_Goal of the exercise_
What you return must match the records exactly, except that the pictures are gone.

___ Data for review ___

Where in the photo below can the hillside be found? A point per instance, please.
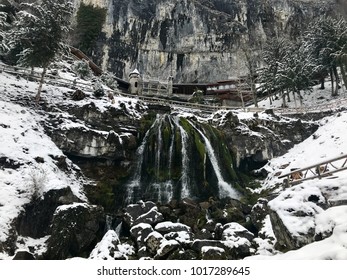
(33, 167)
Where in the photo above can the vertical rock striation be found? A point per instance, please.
(198, 41)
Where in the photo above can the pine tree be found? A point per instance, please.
(326, 42)
(39, 33)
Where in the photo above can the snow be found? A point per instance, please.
(206, 249)
(102, 250)
(22, 140)
(293, 205)
(170, 226)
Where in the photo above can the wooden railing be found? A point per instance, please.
(319, 170)
(59, 81)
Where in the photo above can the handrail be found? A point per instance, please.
(205, 107)
(312, 166)
(320, 170)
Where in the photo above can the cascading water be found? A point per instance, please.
(176, 160)
(185, 161)
(225, 189)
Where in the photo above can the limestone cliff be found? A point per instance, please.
(199, 40)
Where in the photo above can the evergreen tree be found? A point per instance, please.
(326, 42)
(39, 32)
(288, 69)
(273, 55)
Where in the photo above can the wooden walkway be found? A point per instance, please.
(319, 170)
(59, 81)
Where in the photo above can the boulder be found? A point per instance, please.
(140, 233)
(237, 239)
(78, 95)
(23, 255)
(37, 216)
(153, 242)
(76, 228)
(143, 212)
(213, 253)
(168, 227)
(259, 212)
(105, 249)
(166, 247)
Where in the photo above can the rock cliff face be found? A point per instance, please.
(196, 41)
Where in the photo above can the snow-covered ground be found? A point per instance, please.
(23, 141)
(29, 153)
(328, 142)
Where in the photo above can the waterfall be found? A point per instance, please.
(135, 183)
(109, 221)
(225, 189)
(172, 164)
(185, 160)
(119, 229)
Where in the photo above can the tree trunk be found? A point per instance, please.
(321, 80)
(43, 74)
(294, 95)
(254, 91)
(300, 98)
(336, 92)
(343, 74)
(332, 82)
(284, 104)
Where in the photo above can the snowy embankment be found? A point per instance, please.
(300, 213)
(28, 157)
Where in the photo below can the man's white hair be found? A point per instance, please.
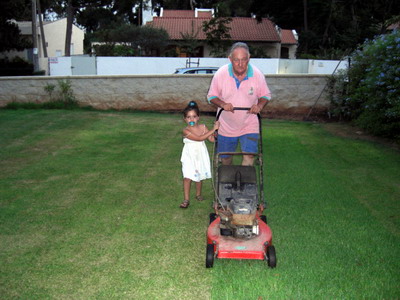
(239, 45)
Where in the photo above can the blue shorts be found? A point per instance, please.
(248, 143)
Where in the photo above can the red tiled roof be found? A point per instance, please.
(242, 29)
(288, 37)
(172, 13)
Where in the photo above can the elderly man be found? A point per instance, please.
(239, 84)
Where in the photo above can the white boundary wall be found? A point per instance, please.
(63, 66)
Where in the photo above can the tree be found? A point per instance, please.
(217, 31)
(135, 41)
(9, 32)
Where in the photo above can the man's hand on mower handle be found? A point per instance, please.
(228, 107)
(255, 109)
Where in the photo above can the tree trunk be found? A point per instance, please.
(68, 36)
(41, 29)
(325, 36)
(305, 8)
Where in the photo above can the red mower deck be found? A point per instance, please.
(233, 248)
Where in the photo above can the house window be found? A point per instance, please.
(284, 52)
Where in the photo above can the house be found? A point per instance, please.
(55, 40)
(264, 34)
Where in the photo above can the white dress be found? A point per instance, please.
(195, 160)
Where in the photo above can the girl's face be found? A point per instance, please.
(191, 118)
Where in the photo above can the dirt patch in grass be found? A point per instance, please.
(348, 131)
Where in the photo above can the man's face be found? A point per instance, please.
(239, 59)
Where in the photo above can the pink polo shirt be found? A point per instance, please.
(225, 87)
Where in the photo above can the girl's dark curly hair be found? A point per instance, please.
(191, 106)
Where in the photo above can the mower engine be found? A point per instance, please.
(238, 196)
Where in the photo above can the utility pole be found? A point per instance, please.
(34, 38)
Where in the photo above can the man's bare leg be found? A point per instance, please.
(248, 160)
(226, 160)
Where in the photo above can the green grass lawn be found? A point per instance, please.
(89, 210)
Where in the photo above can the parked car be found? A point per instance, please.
(196, 70)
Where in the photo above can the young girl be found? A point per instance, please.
(195, 159)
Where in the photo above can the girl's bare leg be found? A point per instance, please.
(198, 188)
(186, 193)
(186, 188)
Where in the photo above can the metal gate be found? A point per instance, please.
(83, 65)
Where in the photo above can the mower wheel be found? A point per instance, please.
(210, 256)
(271, 256)
(226, 232)
(264, 219)
(213, 216)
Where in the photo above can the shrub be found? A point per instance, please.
(369, 93)
(61, 98)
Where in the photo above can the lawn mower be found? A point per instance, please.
(238, 229)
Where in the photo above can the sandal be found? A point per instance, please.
(184, 204)
(199, 198)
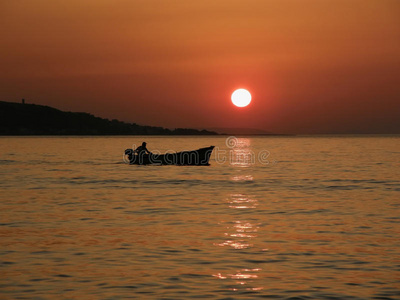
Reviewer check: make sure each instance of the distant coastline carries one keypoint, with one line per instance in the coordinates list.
(33, 119)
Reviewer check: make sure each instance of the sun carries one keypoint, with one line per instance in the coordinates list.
(241, 98)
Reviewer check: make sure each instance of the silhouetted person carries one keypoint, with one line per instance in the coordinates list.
(141, 150)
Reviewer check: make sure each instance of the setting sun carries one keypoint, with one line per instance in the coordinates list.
(241, 98)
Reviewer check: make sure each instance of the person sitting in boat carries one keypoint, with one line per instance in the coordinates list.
(142, 150)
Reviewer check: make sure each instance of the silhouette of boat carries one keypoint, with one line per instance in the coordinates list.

___

_Answer for this exercise_
Where in the photo below can the hillside be found? A point per instance, please.
(33, 167)
Where in the photo above can the vertical rock striation be found? A point per instance, please.
(198, 41)
Where in the photo above can the pine tree be found? A point per instance, please.
(326, 42)
(39, 33)
Where in the photo above can the snow be found? A point per instance, please.
(206, 249)
(102, 250)
(22, 140)
(293, 205)
(170, 226)
Where in the photo above can the wooden railing be found? A point per instance, please.
(319, 170)
(59, 81)
Where in the photo above can the handrail be found? A point per instance, please.
(205, 107)
(312, 166)
(320, 170)
Where in the photo above can the cascading water be found? A point per instance, please.
(176, 160)
(185, 161)
(225, 189)
Where in the photo above can the limestone cliff be found? A point per instance, please.
(199, 40)
Where in the photo above can the evergreen tree be found? A point per instance, please.
(326, 42)
(39, 32)
(288, 69)
(273, 55)
Where in the photo above can the wooden walkway be found? A point per instance, please.
(319, 170)
(59, 81)
Where in the photo above can the boulder be found? A point per instance, please.
(140, 233)
(237, 239)
(78, 95)
(23, 255)
(37, 216)
(153, 242)
(76, 228)
(143, 212)
(213, 253)
(168, 227)
(259, 212)
(105, 249)
(166, 247)
Where in the photo above can the rock cliff face be found? A point per instance, please.
(196, 41)
Where in the photo above can the snow-covered ground be found? A point per instance, please.
(23, 141)
(29, 153)
(328, 142)
Where in the photo above can the waterfall be found? A point per instance, please.
(135, 183)
(109, 221)
(225, 189)
(172, 164)
(185, 160)
(119, 229)
Where in the photo above can the tree trunk be found? A point per instance, please.
(321, 80)
(43, 74)
(294, 95)
(254, 91)
(300, 98)
(336, 92)
(343, 74)
(332, 82)
(284, 104)
Where in the photo above can the snowy embankment be found? A point per instance, please.
(300, 213)
(28, 157)
Where in the photo below can the man's white hair be found? A point per instance, please.
(239, 45)
Where in the photo above can the blue shorts be found? A point per instance, please.
(248, 143)
Where in the photo above can the red tiled roof be found? A point per instance, please.
(242, 29)
(288, 37)
(172, 13)
Where in the photo above can the elderly man be found? A point per instance, please.
(239, 84)
Where in the photo above can the white boundary wall be found? A point per instance, please.
(63, 66)
Where in the photo above can the tree be found? A point per instance, please.
(217, 31)
(135, 41)
(9, 32)
Where in the photo above can the man's hand on mower handle be found? A point per instance, please.
(228, 107)
(255, 109)
Where in the photo above can the tree trunk be found? A point per instance, please.
(68, 36)
(41, 29)
(325, 36)
(305, 8)
Where in the photo above can the red mower deck be found? A point per instance, please.
(233, 248)
Where in the photo above can the house window be found? A point per instance, please.
(284, 52)
Where in the photo above can the house be found? A point per instance, please.
(55, 40)
(264, 34)
Where in the photo above can the white dress be found? A point per instance, please.
(195, 160)
Where in the photo above can the girl's face be found? A point per instance, please.
(191, 118)
Where in the photo above can the dirt patch in grass be found? A point per instance, please.
(348, 131)
Where in the photo above can the man's face be found? A point per instance, please.
(239, 59)
Where in the photo above can the pink polo shirt be found? A point per instance, please.
(225, 87)
Where in the photo above can the girl's dark curly hair be found? A point per instance, please.
(191, 106)
Where in the photo above can the mower engine be found? A point per instance, please.
(238, 196)
Where in the photo above can the utility pole be found? A point per instance, please.
(34, 38)
Where in the photo above can the man's bare leg be found? A point per instance, please.
(248, 160)
(226, 160)
Where in the photo above can the green grass lawn be found? A point per instance, please.
(89, 210)
Where in the photo above can the parked car be found? A point per instance, please.
(196, 70)
Where in the photo above can the young girl be found? A point per instance, please.
(195, 159)
Where in the photo above can the girl's bare leg be found? A point per instance, please.
(198, 188)
(186, 193)
(186, 188)
Where in the photo above can the metal gate be found? A point per instance, please.
(83, 65)
Where in the photo above can the mower wheel be found? A point per instance, please.
(210, 256)
(271, 256)
(226, 232)
(264, 219)
(213, 216)
Where in the photo above can the shrub be found? A point per instance, please.
(369, 93)
(61, 98)
Where in the photo above can the lawn mower be found? A point per instance, please.
(238, 229)
Where in the photo above can the sandal be found? A point per instance, please.
(184, 204)
(199, 198)
Reviewer check: make sure each instance of the distant coastline carries one keypoint, with one line per instance in the coordinates list.
(33, 119)
Reviewer check: make sure each instance of the sun carries one keypoint, with one line per instance in the coordinates list.
(241, 98)
Reviewer check: make sure each instance of the silhouetted person carries one keypoint, with one line per instance in the coordinates list.
(141, 150)
Reviewer check: make sure each instance of the setting sun carries one keypoint, with one line per instance in the coordinates list.
(241, 98)
Reviewer check: make sure each instance of the person sitting in boat carries one keypoint, with one line per instance in the coordinates list.
(142, 150)
Reviewer check: make sure each instance of the silhouette of boat carries one keypoint, with one line per instance in the coordinates list.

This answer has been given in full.